======== RECORDS PROVIDED
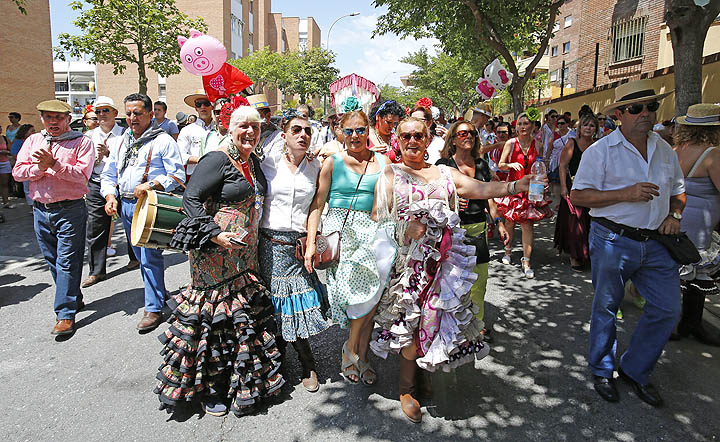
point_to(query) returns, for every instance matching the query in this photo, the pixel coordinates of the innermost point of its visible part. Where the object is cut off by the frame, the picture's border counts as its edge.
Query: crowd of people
(376, 222)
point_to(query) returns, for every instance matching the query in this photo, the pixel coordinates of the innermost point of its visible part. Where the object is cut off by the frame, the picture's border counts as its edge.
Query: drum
(155, 218)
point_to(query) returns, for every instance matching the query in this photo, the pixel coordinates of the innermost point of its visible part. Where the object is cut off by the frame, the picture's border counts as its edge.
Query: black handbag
(682, 250)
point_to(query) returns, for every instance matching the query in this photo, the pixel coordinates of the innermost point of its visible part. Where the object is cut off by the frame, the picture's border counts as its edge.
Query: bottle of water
(537, 182)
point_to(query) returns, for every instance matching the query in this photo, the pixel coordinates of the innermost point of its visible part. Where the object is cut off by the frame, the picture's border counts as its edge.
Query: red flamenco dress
(518, 208)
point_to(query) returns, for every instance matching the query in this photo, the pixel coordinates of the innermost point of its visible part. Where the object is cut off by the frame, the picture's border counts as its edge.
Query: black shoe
(647, 392)
(606, 388)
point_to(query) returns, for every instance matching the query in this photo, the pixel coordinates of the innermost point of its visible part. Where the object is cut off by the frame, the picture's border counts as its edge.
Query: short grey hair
(244, 114)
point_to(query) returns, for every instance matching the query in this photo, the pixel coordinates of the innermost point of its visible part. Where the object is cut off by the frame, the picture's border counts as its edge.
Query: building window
(628, 39)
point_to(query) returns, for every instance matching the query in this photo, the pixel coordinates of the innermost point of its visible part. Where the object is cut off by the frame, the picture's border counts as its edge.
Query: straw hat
(54, 106)
(702, 114)
(190, 99)
(635, 91)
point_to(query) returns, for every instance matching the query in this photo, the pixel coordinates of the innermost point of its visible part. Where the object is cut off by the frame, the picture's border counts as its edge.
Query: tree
(464, 26)
(449, 81)
(689, 24)
(268, 69)
(122, 32)
(315, 73)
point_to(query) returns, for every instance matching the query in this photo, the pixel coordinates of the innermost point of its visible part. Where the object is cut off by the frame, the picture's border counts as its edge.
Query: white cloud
(377, 59)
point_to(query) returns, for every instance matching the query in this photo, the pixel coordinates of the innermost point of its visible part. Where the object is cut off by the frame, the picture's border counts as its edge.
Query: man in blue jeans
(632, 182)
(58, 162)
(146, 158)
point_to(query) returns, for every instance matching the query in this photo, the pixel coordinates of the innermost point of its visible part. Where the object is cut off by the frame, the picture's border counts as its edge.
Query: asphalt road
(534, 386)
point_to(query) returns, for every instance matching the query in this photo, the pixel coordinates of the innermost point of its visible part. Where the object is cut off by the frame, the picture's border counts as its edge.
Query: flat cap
(54, 106)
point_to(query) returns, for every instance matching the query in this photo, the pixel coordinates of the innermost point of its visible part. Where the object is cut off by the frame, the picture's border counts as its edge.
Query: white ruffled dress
(427, 296)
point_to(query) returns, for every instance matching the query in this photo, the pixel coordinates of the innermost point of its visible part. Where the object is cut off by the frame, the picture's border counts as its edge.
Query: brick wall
(27, 75)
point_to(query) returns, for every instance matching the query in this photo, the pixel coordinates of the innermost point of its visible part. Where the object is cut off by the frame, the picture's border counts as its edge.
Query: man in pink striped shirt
(58, 163)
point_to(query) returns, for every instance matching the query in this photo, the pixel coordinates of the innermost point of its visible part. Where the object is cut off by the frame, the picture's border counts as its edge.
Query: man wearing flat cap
(58, 163)
(632, 182)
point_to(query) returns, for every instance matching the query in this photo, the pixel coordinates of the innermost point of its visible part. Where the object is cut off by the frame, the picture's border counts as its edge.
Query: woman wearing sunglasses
(517, 158)
(297, 295)
(426, 312)
(347, 182)
(462, 152)
(384, 116)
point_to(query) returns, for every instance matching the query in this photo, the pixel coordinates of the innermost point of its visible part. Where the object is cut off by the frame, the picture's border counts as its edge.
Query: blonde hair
(244, 114)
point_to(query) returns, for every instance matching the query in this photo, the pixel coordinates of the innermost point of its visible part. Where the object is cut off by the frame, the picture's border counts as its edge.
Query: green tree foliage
(449, 81)
(129, 32)
(305, 73)
(465, 27)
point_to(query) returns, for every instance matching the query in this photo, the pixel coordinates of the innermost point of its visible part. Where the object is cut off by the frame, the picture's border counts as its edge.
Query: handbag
(327, 247)
(680, 247)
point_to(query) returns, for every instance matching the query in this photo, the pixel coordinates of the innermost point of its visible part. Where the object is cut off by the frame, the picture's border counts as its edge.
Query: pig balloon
(485, 89)
(497, 75)
(201, 54)
(204, 55)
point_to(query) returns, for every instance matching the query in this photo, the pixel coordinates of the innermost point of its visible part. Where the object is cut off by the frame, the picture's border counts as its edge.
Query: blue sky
(376, 59)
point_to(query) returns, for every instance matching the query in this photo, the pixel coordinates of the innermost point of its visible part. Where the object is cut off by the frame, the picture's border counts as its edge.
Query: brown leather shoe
(132, 265)
(150, 321)
(311, 383)
(64, 327)
(92, 280)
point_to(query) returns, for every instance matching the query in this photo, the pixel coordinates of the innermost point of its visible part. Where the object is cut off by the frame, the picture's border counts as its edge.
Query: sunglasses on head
(636, 108)
(358, 130)
(297, 129)
(417, 135)
(464, 133)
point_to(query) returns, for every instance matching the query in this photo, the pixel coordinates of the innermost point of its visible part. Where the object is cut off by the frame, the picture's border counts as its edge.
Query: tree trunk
(688, 24)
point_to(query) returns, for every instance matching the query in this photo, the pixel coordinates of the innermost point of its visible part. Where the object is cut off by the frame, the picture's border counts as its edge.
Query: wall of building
(27, 74)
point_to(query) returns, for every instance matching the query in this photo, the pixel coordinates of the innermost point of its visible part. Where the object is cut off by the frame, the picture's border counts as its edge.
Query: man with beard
(58, 162)
(146, 158)
(633, 184)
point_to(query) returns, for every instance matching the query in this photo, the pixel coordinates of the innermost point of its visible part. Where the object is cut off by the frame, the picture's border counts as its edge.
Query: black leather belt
(56, 205)
(633, 233)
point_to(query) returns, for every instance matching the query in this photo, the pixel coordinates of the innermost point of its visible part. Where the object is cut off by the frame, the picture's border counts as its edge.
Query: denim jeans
(615, 260)
(152, 264)
(60, 233)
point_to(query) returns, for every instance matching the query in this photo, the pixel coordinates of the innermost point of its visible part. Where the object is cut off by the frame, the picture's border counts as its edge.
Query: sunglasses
(297, 129)
(464, 134)
(358, 130)
(417, 135)
(636, 108)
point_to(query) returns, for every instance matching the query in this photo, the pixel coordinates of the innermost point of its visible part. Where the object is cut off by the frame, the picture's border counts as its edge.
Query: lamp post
(327, 40)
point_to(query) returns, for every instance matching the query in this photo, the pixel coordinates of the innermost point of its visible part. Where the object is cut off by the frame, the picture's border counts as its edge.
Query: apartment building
(242, 25)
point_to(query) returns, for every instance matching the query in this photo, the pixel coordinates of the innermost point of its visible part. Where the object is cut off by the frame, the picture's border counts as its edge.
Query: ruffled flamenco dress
(221, 341)
(427, 296)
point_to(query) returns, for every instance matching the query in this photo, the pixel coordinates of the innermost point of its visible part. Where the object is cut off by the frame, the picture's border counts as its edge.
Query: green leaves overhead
================
Please locate every line in the entries above that contains the word "building", and copy each of those lines.

SOLUTION TO THIS PROBLEM.
Query: building window
Query: wall of building
Query: apartment building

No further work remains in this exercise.